## Extracted information:
»»
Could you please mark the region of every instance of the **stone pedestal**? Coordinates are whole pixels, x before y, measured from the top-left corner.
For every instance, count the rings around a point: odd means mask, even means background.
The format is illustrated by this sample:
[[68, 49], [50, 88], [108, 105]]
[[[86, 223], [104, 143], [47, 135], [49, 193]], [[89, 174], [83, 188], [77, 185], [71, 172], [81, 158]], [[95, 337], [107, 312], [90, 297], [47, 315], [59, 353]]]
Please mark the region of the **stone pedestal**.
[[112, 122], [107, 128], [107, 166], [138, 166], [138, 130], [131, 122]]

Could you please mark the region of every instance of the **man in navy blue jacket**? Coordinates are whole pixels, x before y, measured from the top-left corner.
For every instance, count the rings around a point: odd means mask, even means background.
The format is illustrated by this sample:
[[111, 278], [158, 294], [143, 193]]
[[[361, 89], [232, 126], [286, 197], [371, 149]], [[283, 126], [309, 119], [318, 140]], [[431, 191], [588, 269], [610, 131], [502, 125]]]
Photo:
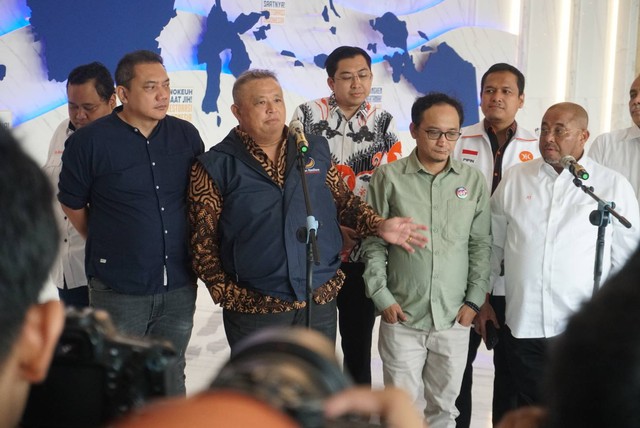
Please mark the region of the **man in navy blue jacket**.
[[[239, 340], [263, 327], [306, 323], [305, 244], [296, 231], [306, 222], [296, 142], [284, 124], [282, 88], [266, 70], [236, 80], [231, 110], [239, 126], [191, 171], [189, 215], [194, 269], [223, 307], [232, 352]], [[311, 328], [336, 337], [335, 297], [339, 224], [361, 236], [377, 234], [413, 252], [426, 238], [408, 218], [385, 220], [355, 196], [331, 162], [327, 140], [306, 135], [304, 174], [319, 221], [320, 264], [313, 270]]]

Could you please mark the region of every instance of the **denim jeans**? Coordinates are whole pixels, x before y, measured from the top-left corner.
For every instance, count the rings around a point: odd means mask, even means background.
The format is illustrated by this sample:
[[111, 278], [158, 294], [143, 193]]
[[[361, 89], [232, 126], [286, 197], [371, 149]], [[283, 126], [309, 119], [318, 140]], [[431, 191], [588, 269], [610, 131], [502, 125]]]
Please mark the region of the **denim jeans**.
[[91, 306], [109, 313], [119, 333], [167, 340], [178, 353], [178, 384], [185, 394], [185, 351], [193, 329], [196, 310], [196, 286], [178, 288], [168, 293], [137, 296], [115, 292], [98, 278], [89, 280]]
[[78, 309], [89, 306], [89, 287], [86, 285], [69, 288], [67, 287], [67, 281], [64, 280], [64, 288], [58, 288], [58, 296], [65, 306], [73, 306]]

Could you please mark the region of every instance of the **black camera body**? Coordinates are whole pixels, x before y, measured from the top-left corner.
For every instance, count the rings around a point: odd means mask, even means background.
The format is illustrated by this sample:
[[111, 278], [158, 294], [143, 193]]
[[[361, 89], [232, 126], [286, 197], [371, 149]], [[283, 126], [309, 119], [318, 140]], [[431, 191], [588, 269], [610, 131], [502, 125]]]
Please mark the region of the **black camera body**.
[[290, 416], [301, 428], [384, 427], [384, 423], [373, 425], [354, 415], [325, 419], [324, 401], [351, 386], [352, 380], [342, 372], [335, 347], [326, 337], [301, 327], [272, 327], [239, 343], [210, 389], [257, 398]]
[[22, 427], [99, 427], [151, 398], [175, 395], [169, 343], [119, 335], [103, 311], [67, 311], [44, 383], [31, 388]]

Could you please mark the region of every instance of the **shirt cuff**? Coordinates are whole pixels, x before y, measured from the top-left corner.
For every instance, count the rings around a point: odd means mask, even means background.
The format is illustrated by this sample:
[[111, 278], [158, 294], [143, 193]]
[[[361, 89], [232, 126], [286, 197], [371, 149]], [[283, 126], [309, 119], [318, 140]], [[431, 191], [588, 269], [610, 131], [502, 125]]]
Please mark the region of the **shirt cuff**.
[[480, 287], [471, 285], [467, 289], [467, 296], [465, 297], [465, 302], [471, 302], [477, 307], [480, 307], [484, 304], [485, 297], [487, 293], [485, 290], [480, 289]]
[[391, 294], [391, 291], [386, 287], [378, 290], [375, 295], [371, 296], [371, 300], [373, 300], [373, 304], [379, 311], [383, 311], [394, 303], [398, 303], [395, 297], [393, 297], [393, 294]]
[[86, 201], [76, 198], [66, 193], [58, 193], [58, 202], [71, 208], [72, 210], [81, 210], [87, 206]]

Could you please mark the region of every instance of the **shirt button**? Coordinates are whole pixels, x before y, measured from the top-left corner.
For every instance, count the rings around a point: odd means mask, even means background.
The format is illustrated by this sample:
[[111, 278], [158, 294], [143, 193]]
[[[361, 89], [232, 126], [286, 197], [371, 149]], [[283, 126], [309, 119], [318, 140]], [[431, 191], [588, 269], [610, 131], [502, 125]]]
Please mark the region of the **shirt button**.
[[494, 176], [494, 177], [497, 177], [497, 176], [498, 176], [498, 173], [497, 173], [497, 172], [494, 172], [494, 173], [493, 173], [493, 176]]
[[169, 256], [164, 256], [164, 259], [167, 260], [169, 258]]
[[159, 189], [159, 188], [160, 188], [160, 186], [156, 186], [156, 189]]
[[165, 230], [165, 231], [164, 231], [164, 234], [166, 235], [167, 233], [169, 233], [169, 231], [168, 231], [168, 230]]
[[67, 242], [67, 240], [65, 239], [64, 242]]
[[151, 165], [156, 166], [156, 163], [155, 162], [151, 162]]
[[66, 220], [66, 219], [67, 219], [67, 216], [64, 216], [64, 219]]
[[160, 211], [164, 211], [164, 207], [160, 207]]
[[431, 229], [433, 231], [433, 233], [438, 233], [438, 228], [434, 227], [433, 229]]

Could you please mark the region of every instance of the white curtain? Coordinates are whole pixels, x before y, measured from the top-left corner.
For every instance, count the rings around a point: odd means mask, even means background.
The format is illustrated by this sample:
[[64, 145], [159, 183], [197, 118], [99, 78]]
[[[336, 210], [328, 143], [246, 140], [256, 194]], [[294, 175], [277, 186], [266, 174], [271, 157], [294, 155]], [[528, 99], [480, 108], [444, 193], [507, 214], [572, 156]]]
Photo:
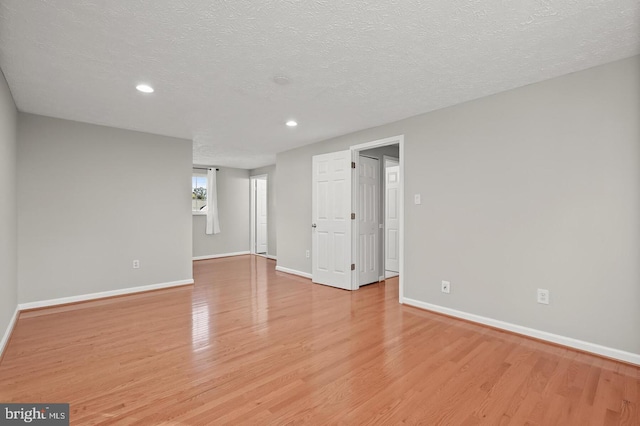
««
## What the task requires:
Output each of the lines above exactly, apart from the images.

## Written reply:
Could you please mark the region of every instance of the **stone pedestal**? Coordinates are whole pixels, x before y, measured from the top-left corner.
For every instance, count the rings around a point: odd means mask, even means background.
The format is illustrated by this sample:
[[68, 49], [50, 88], [108, 105]]
[[[86, 223], [104, 143], [47, 135], [49, 193]], [[89, 174], [83, 188], [77, 185], [71, 172], [81, 158]], [[95, 337], [107, 312], [90, 297], [47, 315], [59, 353]]]
Please mark the region of the **stone pedestal**.
[[112, 122], [107, 128], [107, 166], [138, 166], [138, 130], [131, 122]]

Could you please mark the region of every instance of the **man in navy blue jacket**? Coordinates are whole pixels, x before y, measured from the top-left corner.
For every instance, count the rings around a point: odd means mask, even means background.
The format is illustrated by this sample:
[[111, 278], [158, 294], [143, 193]]
[[[361, 89], [232, 126], [286, 197], [371, 149]], [[283, 126], [309, 119], [318, 140]], [[431, 191], [588, 269], [610, 131], [502, 125]]]
Photo:
Please mark the region of the **man in navy blue jacket**.
[[[239, 340], [263, 327], [306, 323], [305, 244], [296, 231], [306, 222], [296, 142], [284, 124], [282, 88], [266, 70], [236, 80], [231, 110], [239, 126], [191, 171], [189, 215], [194, 269], [223, 307], [232, 352]], [[311, 328], [336, 337], [335, 297], [339, 224], [361, 236], [377, 234], [413, 252], [426, 238], [408, 218], [385, 220], [355, 196], [331, 162], [327, 140], [306, 135], [304, 174], [319, 221], [320, 264], [313, 270]]]

Could you please mark the region of every instance of the **denim jeans**? Coordinates are whole pixels, x before y, measured from the top-left corner.
For every instance, count the rings around a point: odd means mask, even means background.
The format is illustrated by this sample:
[[111, 278], [158, 294], [143, 193]]
[[[361, 89], [232, 126], [286, 197], [371, 149]], [[283, 126], [309, 119], [318, 140]], [[431, 191], [588, 269], [610, 131], [502, 125]]]
Please mark the region of the **denim jeans**.
[[91, 306], [109, 313], [119, 333], [167, 340], [178, 353], [178, 384], [185, 394], [185, 351], [193, 329], [196, 310], [196, 286], [178, 288], [168, 293], [137, 296], [115, 292], [98, 278], [89, 280]]
[[78, 309], [89, 306], [89, 287], [86, 285], [69, 288], [67, 287], [67, 281], [64, 280], [64, 288], [58, 288], [58, 296], [65, 306], [73, 306]]

Could you please mark the region of every instance of the **black camera body**? Coordinates are whole pixels, x before y, measured from the top-left corner.
For every instance, count the rings around a point: odd means mask, even means background.
The format is illustrated by this sample:
[[111, 278], [158, 294], [143, 193]]
[[[361, 89], [232, 126], [286, 197], [371, 149]], [[283, 126], [309, 119], [318, 140]], [[431, 191], [588, 269], [610, 131], [502, 125]]]
Please mark the region of the **black camera body**.
[[290, 416], [301, 428], [384, 427], [384, 423], [373, 425], [354, 415], [325, 419], [324, 401], [351, 386], [352, 380], [342, 372], [335, 347], [326, 337], [301, 327], [272, 327], [239, 343], [210, 389], [257, 398]]
[[22, 427], [99, 427], [151, 398], [175, 395], [169, 343], [119, 335], [103, 311], [67, 311], [44, 383], [31, 388]]

Could you please mark the region of every instance of the **shirt cuff**? Coordinates are whole pixels, x before y, measured from the top-left corner.
For every instance, count the rings around a point: odd means mask, even means background.
The format is illustrated by this sample:
[[111, 278], [158, 294], [143, 193]]
[[[361, 89], [232, 126], [286, 197], [371, 149]], [[283, 126], [309, 119], [318, 140]], [[431, 191], [588, 269], [610, 131], [502, 125]]]
Please mark the region of the **shirt cuff**.
[[480, 287], [471, 285], [467, 289], [467, 296], [465, 297], [465, 302], [471, 302], [477, 307], [480, 307], [484, 304], [485, 297], [487, 293], [485, 290], [480, 289]]
[[391, 294], [391, 291], [386, 287], [378, 290], [375, 295], [371, 296], [371, 300], [373, 300], [373, 304], [379, 311], [383, 311], [394, 303], [398, 303], [395, 297], [393, 297], [393, 294]]
[[86, 201], [76, 198], [66, 193], [58, 193], [58, 202], [71, 208], [72, 210], [81, 210], [87, 206]]

Could you please mark the region of every instance of the **shirt button**? Coordinates are whole pixels, x before y, measured from the top-left corner.
For every instance, count the rings around a point: odd means mask, even means background.
The format is illustrated by this sample:
[[111, 278], [158, 294], [143, 193]]
[[[361, 89], [232, 126], [286, 197], [371, 149]], [[283, 126], [309, 119], [318, 140]], [[431, 191], [588, 269], [610, 131], [502, 125]]]
Please mark the region of the **shirt button**.
[[494, 176], [494, 177], [497, 177], [497, 176], [498, 176], [498, 173], [497, 173], [497, 172], [494, 172], [494, 173], [493, 173], [493, 176]]
[[169, 256], [164, 256], [164, 259], [167, 260], [169, 258]]
[[159, 189], [159, 188], [160, 188], [160, 186], [156, 186], [156, 189]]
[[165, 230], [165, 231], [164, 231], [164, 234], [166, 235], [167, 233], [169, 233], [169, 231], [168, 231], [168, 230]]
[[67, 242], [67, 240], [65, 239], [64, 242]]
[[151, 165], [156, 166], [156, 163], [155, 162], [151, 162]]
[[66, 220], [66, 219], [67, 219], [67, 216], [64, 216], [64, 219]]
[[160, 211], [164, 211], [164, 207], [160, 207]]
[[431, 229], [433, 231], [433, 233], [438, 233], [438, 228], [434, 227], [433, 229]]

Could you please mark the region of every instance of the white curtain? Coordinates are whole pixels, x before y, measured from the top-left corner.
For every instance, count the rings around a point: odd means mask, even means background.
The format is illustrated by this sample:
[[64, 145], [159, 183], [197, 118], [99, 78]]
[[[336, 210], [328, 143], [246, 140], [256, 194]], [[294, 175], [277, 186], [266, 174], [271, 157], [294, 155]], [[528, 99], [480, 108], [444, 193], [507, 214], [572, 156]]]
Photo:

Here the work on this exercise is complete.